- **Description of the task**: Rewrite the entries below with every "Tag" changed to "Mark", leaving everything else untouched.

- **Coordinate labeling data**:
==============================
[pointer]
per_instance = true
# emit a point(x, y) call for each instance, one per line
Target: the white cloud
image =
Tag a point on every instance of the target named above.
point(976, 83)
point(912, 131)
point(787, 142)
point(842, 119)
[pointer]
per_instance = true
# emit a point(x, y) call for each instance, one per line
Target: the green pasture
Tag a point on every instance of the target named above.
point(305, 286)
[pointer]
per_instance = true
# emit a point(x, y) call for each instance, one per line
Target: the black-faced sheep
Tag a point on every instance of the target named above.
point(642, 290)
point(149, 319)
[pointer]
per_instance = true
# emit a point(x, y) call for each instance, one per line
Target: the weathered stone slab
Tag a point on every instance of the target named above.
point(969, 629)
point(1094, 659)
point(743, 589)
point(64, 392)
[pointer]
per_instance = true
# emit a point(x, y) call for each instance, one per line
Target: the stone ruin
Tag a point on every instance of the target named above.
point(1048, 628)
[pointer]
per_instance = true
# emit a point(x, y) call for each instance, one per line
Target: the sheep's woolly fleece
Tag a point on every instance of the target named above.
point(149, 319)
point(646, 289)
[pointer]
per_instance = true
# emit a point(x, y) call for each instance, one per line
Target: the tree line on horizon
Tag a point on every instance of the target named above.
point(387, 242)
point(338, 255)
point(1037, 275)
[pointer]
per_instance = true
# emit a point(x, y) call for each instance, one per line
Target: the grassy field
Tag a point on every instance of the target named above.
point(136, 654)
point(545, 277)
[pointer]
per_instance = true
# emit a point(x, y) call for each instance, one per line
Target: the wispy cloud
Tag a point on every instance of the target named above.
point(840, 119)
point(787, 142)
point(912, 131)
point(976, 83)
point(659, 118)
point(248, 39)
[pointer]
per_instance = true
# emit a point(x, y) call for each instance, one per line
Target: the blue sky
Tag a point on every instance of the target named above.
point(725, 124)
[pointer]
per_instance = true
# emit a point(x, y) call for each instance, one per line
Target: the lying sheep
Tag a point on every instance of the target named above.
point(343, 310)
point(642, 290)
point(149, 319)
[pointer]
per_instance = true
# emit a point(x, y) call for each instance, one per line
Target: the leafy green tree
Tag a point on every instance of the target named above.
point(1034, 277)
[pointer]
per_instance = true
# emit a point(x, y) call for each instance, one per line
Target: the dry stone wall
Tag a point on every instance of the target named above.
==============================
- **Response to the task**:
[pointer]
per_instance = true
# emit a point(x, y) call for each instance, one per line
Target: the white cloud
image =
Mark a point on every instance of the target named above.
point(976, 83)
point(912, 131)
point(787, 142)
point(842, 119)
[pointer]
per_instance = true
# emit a point(x, y) call for each instance, one per line
Target: the green pasture
Mark a point on every instance of the target named above.
point(305, 286)
[pointer]
per_instance = true
# emit a point(x, y) call for each instance, one per line
Target: the black-faced sheep
Mark a point on every instance of the target named above.
point(642, 290)
point(149, 319)
[pointer]
per_instance = true
# emit a point(x, y) call for each instance, one per line
Target: the weathered stone slab
Mark a point on every instance of the target named above.
point(969, 629)
point(1094, 659)
point(743, 589)
point(64, 392)
[pointer]
per_instance = true
# emit a point(x, y) call for each instance, one per line
Target: the stone ruin
Mark a point on every instance of the target named above.
point(1048, 628)
[pointer]
per_instance = true
# emit a point(x, y) call for each instance, one per line
Target: the sheep's woolly fleece
Mark a point on every instance of the target named above.
point(149, 319)
point(646, 289)
[pointer]
per_instance = true
# emit a point(x, y) call for each instance, one per line
Target: the tree line on horizon
Mark a point on every instance of the target named above.
point(387, 242)
point(338, 255)
point(1037, 275)
[pointer]
per_instance = true
# emit a point(x, y) call for each instance, one per line
Target: the grassy field
Mark a point on every instance of the target named above.
point(136, 654)
point(545, 277)
[pointer]
per_instance = true
# emit a point(x, y) call for each instance, one per line
Target: the wispy cloud
Mark a point on every instance of the target named above.
point(840, 119)
point(787, 142)
point(912, 131)
point(976, 83)
point(659, 118)
point(248, 39)
[pointer]
per_instance = true
# emit a point(x, y) call for each instance, one per line
Target: the blue sky
Mark a point on every instance of the target named above.
point(725, 124)
[pointer]
per_instance = true
# emit a point(x, y) call for each instance, one per line
Target: the lying sheep
Mark a point on every instance of the target named above.
point(343, 310)
point(642, 290)
point(149, 319)
[pointer]
per_instance = true
# emit a point(x, y) call for each instance, one per line
Target: the leafy green tree
Mark a point on every instance of the target named above.
point(1034, 277)
[pointer]
per_instance = true
# emit a point(x, y) call for each instance, one per line
Target: the dry stone wall
Mark a point on every instance of the target named above.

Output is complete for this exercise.